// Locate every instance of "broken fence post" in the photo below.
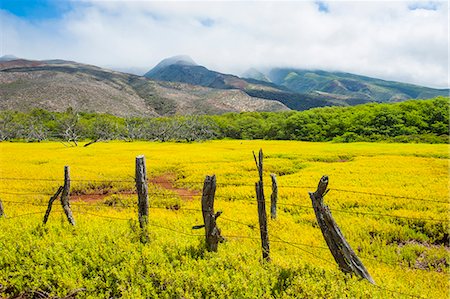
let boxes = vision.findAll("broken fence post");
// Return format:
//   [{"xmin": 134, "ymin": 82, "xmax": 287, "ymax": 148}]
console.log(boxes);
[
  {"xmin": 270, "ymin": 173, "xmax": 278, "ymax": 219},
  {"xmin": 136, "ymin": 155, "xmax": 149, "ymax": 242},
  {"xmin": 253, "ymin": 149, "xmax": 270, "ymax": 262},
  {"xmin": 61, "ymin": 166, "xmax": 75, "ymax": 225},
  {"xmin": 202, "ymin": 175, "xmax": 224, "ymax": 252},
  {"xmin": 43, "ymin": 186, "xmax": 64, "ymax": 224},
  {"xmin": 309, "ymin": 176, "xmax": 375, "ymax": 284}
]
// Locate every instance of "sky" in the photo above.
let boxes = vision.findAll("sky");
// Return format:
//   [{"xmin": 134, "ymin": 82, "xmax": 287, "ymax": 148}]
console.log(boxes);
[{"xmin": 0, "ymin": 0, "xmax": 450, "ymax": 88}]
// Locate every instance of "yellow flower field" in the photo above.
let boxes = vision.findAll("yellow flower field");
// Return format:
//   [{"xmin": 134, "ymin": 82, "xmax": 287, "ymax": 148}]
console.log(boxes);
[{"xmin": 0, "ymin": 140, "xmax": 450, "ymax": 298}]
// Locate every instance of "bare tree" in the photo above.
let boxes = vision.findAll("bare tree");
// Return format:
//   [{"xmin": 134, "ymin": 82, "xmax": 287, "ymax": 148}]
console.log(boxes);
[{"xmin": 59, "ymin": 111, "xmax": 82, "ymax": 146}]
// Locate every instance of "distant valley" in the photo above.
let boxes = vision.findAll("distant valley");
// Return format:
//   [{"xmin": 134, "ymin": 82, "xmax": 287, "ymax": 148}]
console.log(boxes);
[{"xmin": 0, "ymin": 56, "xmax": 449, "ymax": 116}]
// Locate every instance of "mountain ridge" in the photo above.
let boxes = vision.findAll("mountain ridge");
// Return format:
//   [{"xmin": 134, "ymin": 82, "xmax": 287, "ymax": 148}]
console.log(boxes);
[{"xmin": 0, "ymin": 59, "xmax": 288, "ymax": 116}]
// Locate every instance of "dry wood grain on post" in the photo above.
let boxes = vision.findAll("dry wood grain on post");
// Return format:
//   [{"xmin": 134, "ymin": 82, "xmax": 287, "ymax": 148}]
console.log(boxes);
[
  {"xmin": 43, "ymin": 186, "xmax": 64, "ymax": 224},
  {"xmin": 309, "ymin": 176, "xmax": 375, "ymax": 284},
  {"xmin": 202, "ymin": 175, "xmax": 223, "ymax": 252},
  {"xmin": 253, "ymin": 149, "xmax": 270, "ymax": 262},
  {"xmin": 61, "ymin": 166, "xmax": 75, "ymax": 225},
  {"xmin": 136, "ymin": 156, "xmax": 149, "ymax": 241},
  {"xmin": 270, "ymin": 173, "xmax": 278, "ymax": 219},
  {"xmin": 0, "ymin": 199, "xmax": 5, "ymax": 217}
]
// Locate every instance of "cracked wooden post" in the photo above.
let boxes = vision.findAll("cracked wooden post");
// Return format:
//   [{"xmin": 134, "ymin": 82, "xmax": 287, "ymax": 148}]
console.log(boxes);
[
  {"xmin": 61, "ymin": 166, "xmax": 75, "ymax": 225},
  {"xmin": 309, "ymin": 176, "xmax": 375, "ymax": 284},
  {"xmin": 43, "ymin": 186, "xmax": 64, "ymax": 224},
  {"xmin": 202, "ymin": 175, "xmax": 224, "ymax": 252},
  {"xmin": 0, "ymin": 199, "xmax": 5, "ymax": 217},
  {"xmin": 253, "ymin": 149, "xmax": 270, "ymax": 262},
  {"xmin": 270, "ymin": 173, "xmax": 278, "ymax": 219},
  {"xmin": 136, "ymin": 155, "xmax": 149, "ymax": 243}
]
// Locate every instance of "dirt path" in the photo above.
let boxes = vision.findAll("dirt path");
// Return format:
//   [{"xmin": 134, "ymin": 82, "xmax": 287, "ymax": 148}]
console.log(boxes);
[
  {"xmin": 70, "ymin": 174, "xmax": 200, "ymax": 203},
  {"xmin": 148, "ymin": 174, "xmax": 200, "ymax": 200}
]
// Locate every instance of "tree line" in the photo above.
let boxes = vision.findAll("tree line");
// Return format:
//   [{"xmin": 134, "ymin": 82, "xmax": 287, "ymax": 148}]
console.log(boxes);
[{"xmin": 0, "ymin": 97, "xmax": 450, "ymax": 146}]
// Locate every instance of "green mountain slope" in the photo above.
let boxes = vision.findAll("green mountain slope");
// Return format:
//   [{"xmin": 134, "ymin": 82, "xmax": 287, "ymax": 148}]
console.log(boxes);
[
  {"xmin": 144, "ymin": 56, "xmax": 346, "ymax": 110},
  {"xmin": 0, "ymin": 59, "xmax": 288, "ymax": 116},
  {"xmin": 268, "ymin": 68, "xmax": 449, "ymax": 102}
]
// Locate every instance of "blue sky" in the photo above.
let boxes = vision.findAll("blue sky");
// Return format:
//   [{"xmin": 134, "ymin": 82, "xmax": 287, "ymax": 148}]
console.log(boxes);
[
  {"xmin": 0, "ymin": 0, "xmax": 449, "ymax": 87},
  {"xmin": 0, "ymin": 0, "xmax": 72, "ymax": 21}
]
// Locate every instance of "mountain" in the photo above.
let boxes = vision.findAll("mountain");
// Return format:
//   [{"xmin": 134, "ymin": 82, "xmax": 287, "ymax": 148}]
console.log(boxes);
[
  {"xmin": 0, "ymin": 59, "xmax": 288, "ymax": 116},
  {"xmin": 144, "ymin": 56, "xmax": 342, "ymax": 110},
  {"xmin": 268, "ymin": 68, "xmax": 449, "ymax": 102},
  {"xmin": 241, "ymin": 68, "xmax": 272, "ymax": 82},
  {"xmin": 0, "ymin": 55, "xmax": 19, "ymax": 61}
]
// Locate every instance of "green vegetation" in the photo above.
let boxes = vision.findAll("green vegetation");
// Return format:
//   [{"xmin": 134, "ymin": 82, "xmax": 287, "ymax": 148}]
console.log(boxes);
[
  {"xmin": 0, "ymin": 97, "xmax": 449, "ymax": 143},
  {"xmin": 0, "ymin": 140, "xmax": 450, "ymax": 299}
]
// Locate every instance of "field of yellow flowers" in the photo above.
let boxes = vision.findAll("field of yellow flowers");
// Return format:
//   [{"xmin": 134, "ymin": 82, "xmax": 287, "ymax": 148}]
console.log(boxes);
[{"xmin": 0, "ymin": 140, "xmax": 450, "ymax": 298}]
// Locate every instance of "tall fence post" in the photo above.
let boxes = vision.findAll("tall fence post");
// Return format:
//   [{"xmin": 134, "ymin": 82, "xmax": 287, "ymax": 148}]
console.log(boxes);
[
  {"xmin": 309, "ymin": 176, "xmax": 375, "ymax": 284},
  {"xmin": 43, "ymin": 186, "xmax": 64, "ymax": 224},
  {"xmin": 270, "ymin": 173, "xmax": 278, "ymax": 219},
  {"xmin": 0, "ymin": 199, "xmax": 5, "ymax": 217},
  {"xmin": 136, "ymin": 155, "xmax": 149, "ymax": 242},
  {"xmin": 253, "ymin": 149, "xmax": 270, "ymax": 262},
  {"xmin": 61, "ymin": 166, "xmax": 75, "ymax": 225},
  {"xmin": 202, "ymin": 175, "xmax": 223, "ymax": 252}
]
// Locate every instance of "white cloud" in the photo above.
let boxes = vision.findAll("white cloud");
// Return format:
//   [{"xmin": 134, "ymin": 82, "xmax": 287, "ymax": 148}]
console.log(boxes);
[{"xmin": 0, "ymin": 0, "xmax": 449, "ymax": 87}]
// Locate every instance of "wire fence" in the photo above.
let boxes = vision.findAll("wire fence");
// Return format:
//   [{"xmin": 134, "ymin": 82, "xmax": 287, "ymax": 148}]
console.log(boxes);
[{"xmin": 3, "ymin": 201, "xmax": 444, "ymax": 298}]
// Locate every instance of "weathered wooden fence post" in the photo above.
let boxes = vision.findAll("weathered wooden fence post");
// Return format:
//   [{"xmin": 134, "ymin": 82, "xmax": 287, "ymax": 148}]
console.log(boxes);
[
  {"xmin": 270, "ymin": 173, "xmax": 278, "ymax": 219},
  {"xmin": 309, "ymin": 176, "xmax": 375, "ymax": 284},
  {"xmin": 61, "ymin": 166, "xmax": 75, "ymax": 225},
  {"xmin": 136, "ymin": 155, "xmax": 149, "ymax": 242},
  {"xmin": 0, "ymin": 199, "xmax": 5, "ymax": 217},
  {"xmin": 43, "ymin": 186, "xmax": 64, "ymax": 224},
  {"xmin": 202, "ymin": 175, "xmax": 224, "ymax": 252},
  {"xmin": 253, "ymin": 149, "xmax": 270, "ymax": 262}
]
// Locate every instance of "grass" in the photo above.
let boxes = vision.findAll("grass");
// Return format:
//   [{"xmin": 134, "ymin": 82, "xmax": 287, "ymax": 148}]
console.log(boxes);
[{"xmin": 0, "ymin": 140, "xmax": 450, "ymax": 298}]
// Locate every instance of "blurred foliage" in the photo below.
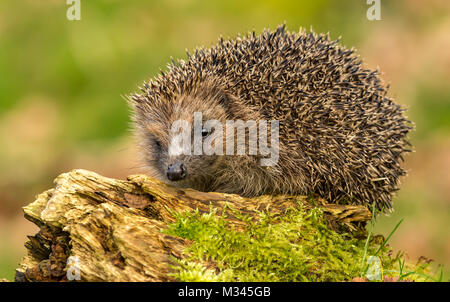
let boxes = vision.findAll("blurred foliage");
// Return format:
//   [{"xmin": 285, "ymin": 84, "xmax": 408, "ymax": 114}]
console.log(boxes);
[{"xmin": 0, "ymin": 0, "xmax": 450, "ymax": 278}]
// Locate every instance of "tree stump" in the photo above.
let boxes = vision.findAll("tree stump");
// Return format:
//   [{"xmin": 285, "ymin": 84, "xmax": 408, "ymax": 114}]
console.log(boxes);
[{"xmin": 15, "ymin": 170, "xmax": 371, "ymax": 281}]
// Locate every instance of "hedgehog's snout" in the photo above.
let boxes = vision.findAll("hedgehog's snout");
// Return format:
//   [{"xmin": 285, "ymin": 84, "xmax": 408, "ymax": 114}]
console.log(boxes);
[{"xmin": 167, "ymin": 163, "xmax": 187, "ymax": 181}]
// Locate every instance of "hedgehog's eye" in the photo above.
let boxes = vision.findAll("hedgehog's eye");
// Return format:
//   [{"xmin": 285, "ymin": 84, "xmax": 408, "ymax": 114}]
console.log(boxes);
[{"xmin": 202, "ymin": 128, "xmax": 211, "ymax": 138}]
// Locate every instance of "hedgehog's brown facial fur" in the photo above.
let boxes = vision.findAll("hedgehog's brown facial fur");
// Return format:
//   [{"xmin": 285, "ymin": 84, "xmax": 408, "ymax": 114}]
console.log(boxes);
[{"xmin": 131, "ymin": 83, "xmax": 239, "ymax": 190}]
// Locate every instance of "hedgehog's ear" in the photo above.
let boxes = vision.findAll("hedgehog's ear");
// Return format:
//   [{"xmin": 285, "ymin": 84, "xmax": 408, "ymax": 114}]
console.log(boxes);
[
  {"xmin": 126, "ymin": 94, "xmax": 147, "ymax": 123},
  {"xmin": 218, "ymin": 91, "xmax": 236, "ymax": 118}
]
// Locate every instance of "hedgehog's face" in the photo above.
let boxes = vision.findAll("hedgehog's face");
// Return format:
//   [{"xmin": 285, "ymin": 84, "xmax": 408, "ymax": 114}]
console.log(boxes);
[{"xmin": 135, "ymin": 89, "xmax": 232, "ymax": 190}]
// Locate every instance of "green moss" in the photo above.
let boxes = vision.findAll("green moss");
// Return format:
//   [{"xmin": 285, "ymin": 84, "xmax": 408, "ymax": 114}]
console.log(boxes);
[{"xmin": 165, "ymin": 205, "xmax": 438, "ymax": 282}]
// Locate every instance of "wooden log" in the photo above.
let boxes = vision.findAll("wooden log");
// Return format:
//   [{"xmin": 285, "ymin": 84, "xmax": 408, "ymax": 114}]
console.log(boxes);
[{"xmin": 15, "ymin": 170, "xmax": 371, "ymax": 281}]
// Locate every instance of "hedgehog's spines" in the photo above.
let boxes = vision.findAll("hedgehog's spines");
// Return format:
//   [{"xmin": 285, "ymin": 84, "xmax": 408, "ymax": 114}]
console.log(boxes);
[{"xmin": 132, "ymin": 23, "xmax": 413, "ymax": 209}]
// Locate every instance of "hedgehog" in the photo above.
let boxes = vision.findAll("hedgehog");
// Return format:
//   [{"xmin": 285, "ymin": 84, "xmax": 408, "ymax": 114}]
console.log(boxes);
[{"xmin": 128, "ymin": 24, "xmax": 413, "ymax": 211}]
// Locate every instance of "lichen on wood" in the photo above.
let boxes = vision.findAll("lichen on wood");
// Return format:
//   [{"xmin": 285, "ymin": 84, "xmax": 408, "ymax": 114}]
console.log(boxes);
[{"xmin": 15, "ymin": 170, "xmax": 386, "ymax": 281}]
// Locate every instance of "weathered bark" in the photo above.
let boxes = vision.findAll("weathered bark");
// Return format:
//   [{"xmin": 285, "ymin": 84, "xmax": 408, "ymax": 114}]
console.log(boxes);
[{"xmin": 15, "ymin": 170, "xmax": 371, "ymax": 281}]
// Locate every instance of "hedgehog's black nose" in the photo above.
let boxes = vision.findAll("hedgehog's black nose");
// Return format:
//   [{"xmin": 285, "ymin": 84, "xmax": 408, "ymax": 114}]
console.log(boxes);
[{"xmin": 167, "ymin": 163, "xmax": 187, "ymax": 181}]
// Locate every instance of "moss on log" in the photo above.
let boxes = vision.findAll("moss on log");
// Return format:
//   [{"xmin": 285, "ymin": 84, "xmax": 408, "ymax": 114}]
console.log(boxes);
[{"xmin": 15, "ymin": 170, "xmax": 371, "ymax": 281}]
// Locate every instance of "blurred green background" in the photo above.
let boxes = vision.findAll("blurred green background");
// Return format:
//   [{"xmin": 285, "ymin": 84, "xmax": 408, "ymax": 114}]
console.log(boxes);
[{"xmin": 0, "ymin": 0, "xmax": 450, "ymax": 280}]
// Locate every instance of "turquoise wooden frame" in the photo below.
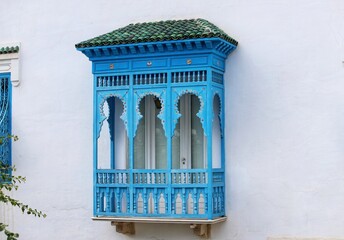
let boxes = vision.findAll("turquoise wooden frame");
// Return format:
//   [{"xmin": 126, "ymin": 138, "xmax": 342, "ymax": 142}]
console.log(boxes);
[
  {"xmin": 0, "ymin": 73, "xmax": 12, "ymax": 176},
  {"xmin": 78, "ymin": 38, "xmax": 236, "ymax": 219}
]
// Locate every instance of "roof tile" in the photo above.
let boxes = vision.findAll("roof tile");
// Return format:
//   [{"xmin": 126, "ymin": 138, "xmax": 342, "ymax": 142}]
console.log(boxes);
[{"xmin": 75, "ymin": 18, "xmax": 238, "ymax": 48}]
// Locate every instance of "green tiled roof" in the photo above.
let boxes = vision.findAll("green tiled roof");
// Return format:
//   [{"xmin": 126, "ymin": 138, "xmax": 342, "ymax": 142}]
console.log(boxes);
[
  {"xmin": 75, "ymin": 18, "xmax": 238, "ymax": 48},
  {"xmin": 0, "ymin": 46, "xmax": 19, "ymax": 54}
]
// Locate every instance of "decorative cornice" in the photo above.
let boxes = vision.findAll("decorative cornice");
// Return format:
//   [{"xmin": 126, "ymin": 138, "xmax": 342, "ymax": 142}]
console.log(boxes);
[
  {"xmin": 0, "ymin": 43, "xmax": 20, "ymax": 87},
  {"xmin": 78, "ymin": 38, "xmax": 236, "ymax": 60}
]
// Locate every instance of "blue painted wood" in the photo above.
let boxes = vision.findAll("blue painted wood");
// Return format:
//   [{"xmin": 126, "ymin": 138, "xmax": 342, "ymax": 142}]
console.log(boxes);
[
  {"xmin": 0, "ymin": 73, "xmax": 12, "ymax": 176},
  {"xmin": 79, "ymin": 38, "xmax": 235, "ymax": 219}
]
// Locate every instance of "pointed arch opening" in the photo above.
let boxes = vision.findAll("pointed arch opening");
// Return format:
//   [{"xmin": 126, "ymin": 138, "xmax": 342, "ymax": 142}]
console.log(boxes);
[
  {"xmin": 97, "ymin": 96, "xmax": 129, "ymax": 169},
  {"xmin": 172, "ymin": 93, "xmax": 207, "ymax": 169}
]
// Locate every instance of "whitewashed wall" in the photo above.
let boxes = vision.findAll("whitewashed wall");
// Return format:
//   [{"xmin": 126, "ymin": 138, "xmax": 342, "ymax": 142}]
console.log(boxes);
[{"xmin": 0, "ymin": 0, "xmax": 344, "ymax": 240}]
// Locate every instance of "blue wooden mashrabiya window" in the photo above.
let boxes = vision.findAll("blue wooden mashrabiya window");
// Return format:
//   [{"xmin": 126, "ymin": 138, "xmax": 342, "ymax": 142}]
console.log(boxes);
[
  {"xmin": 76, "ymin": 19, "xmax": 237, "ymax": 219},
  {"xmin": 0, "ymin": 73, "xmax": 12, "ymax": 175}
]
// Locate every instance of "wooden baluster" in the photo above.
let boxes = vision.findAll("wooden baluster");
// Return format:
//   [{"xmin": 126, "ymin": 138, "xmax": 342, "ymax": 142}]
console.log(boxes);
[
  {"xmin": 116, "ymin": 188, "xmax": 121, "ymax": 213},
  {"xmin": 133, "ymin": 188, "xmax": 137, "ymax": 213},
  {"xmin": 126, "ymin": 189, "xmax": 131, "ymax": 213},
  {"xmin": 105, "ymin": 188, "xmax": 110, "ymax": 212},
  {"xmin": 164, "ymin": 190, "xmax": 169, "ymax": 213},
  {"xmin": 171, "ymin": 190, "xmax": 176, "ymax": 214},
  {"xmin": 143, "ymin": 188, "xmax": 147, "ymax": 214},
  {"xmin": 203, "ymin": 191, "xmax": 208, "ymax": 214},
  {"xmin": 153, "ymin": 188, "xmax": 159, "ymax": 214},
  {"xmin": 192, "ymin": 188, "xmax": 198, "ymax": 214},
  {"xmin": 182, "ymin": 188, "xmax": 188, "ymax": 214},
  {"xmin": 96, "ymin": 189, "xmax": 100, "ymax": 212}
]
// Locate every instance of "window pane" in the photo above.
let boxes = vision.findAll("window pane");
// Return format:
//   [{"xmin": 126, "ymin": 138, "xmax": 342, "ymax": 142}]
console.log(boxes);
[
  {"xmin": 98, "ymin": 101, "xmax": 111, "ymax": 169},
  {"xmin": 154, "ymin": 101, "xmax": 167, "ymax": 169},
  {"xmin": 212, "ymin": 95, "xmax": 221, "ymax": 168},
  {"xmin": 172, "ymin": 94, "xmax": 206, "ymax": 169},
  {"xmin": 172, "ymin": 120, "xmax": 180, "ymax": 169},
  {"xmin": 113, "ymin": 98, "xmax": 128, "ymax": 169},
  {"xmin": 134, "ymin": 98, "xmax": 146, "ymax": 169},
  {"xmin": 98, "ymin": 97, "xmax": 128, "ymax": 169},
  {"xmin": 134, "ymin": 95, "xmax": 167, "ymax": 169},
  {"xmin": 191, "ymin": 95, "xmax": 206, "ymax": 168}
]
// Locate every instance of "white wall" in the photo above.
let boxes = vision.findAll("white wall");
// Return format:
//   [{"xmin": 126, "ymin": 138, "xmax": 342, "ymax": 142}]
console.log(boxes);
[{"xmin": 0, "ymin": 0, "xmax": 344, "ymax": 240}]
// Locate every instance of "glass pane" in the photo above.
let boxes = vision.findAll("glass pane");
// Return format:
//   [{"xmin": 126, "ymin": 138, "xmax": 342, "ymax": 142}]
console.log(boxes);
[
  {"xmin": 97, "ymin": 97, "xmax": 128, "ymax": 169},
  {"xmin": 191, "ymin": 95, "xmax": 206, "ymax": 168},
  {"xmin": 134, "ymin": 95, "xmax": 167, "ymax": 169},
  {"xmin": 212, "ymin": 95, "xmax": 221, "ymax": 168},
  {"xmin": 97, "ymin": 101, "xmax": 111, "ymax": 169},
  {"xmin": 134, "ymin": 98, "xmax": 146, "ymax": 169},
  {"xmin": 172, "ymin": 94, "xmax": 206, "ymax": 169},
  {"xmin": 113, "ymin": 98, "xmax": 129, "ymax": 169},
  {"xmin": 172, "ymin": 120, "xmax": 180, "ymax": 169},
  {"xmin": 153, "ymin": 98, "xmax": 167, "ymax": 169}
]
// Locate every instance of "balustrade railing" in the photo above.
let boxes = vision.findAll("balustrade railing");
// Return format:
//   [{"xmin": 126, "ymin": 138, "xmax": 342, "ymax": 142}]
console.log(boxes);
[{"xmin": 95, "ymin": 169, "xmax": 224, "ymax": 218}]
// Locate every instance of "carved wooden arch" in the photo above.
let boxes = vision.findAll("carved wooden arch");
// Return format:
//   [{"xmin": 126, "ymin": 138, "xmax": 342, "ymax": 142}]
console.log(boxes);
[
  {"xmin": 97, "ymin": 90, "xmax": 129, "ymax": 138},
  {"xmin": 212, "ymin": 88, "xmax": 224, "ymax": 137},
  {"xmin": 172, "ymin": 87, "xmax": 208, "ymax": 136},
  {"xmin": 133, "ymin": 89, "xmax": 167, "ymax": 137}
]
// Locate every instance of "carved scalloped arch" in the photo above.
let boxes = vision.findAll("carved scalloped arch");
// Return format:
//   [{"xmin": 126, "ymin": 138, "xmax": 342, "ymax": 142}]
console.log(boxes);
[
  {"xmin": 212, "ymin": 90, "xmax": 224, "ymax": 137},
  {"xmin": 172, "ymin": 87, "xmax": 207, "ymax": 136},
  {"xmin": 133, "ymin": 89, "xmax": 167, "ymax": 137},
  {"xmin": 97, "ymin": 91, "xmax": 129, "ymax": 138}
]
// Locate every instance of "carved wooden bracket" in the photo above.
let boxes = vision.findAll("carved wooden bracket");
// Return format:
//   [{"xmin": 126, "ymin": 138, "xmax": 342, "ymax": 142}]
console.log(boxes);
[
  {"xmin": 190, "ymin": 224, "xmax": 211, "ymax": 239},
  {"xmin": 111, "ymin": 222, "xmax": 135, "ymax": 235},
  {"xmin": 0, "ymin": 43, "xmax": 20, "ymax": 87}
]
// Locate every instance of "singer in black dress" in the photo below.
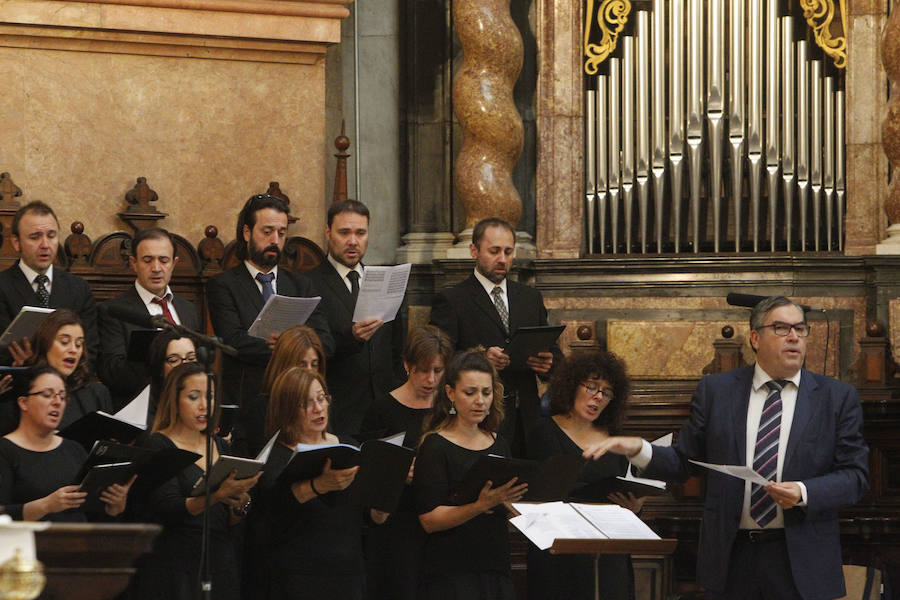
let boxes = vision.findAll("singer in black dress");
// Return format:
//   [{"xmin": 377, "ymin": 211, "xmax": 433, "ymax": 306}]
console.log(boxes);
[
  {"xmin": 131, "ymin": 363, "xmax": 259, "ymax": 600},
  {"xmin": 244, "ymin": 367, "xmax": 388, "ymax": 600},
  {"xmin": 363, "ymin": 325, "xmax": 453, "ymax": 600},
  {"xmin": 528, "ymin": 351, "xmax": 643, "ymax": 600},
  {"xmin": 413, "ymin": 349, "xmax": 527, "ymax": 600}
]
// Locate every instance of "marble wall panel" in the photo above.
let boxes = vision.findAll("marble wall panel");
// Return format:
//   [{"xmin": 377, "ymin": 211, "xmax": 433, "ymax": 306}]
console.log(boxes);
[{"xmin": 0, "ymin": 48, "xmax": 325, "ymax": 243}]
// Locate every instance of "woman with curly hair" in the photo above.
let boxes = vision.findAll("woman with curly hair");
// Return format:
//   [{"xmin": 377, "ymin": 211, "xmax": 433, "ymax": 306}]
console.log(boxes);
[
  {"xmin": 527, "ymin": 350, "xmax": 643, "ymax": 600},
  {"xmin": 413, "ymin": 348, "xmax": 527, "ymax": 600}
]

------------------------------------------------------------

How many lines of the listing above contain the string "marble"? Case matters; reply with the number only.

▶ **Expected output**: 2